» **Try it**:
Copy out, from the data below, each line in which the word "task" occurs.
START Data provided
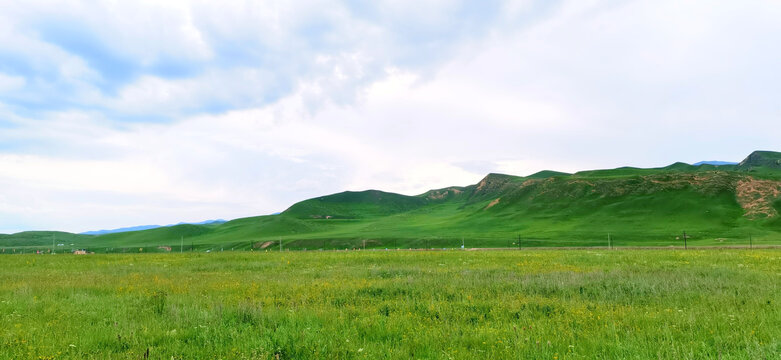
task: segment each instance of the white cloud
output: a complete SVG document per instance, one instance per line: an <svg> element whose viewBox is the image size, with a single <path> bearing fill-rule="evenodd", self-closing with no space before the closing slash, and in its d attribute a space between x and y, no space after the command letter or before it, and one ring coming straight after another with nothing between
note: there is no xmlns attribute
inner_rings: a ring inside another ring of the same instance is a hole
<svg viewBox="0 0 781 360"><path fill-rule="evenodd" d="M262 106L304 84L314 110L352 103L388 66L447 60L490 27L500 9L489 5L31 1L0 13L0 60L11 54L35 79L14 98L37 97L32 110L172 120Z"/></svg>
<svg viewBox="0 0 781 360"><path fill-rule="evenodd" d="M142 63L160 57L208 59L213 54L193 24L192 6L187 1L26 1L9 6L4 18L23 28L82 28Z"/></svg>
<svg viewBox="0 0 781 360"><path fill-rule="evenodd" d="M68 161L38 156L0 155L0 177L63 191L141 194L173 187L173 184L166 184L163 171L148 164Z"/></svg>
<svg viewBox="0 0 781 360"><path fill-rule="evenodd" d="M24 77L0 73L0 92L17 90L23 87L26 82Z"/></svg>
<svg viewBox="0 0 781 360"><path fill-rule="evenodd" d="M75 79L78 94L63 96L82 105L29 115L0 99L0 231L233 218L343 190L740 160L778 143L755 131L781 116L772 3L508 2L482 32L452 38L469 22L447 1L362 14L338 2L113 6L85 22L118 53L201 65L104 91L89 61L18 37L24 22L0 25L0 41L51 55L36 66ZM122 11L130 20L112 24ZM226 48L235 64L215 60ZM32 89L0 71L0 91ZM115 120L144 114L170 120Z"/></svg>

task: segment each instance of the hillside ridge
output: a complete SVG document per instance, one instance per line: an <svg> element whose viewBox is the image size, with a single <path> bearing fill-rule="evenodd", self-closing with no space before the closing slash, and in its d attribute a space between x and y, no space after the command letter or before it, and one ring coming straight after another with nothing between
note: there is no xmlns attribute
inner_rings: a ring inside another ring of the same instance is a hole
<svg viewBox="0 0 781 360"><path fill-rule="evenodd" d="M301 248L371 239L371 246L423 239L512 239L540 244L601 243L607 233L639 244L674 241L682 231L710 243L746 238L781 243L781 153L757 151L738 165L673 163L660 168L619 167L574 174L529 176L489 173L468 186L419 195L380 190L344 191L297 202L278 215L219 225L177 225L98 236L57 233L84 246L258 246L282 240ZM725 240L726 239L726 240ZM763 240L765 239L765 240ZM425 240L430 241L430 240ZM445 241L445 240L442 240ZM451 241L451 240L448 240ZM502 240L505 241L505 240ZM0 247L51 246L52 233L0 236ZM238 244L238 245L237 245ZM314 245L313 245L314 244ZM374 244L374 245L372 245ZM382 245L386 244L386 245ZM505 246L507 243L504 243ZM222 247L221 247L222 248Z"/></svg>

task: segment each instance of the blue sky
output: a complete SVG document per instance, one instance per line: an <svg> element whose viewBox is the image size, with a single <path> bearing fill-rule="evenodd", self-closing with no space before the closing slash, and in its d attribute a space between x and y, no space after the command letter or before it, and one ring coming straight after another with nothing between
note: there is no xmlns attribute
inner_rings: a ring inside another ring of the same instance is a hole
<svg viewBox="0 0 781 360"><path fill-rule="evenodd" d="M773 1L29 1L0 233L781 150Z"/></svg>

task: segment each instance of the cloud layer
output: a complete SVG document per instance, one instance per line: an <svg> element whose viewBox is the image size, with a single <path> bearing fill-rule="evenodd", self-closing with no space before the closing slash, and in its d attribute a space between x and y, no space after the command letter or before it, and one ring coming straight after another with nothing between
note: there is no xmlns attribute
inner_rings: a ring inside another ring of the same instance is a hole
<svg viewBox="0 0 781 360"><path fill-rule="evenodd" d="M25 2L0 14L0 232L778 150L781 6Z"/></svg>

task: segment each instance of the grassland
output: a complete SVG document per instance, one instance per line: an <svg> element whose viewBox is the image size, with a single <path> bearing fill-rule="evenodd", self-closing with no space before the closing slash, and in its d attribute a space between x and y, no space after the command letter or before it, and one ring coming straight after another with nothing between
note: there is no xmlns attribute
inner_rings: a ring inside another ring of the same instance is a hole
<svg viewBox="0 0 781 360"><path fill-rule="evenodd" d="M779 250L0 256L7 359L776 359Z"/></svg>

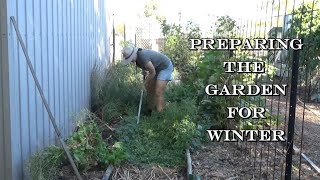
END Data provided
» **Solution to the problem**:
task: segment each instance of the white cloud
task: segment each instance of the hillside ridge
task: segment each instance of the blue sky
task: segment each instance of the cloud layer
task: segment each instance of the grassland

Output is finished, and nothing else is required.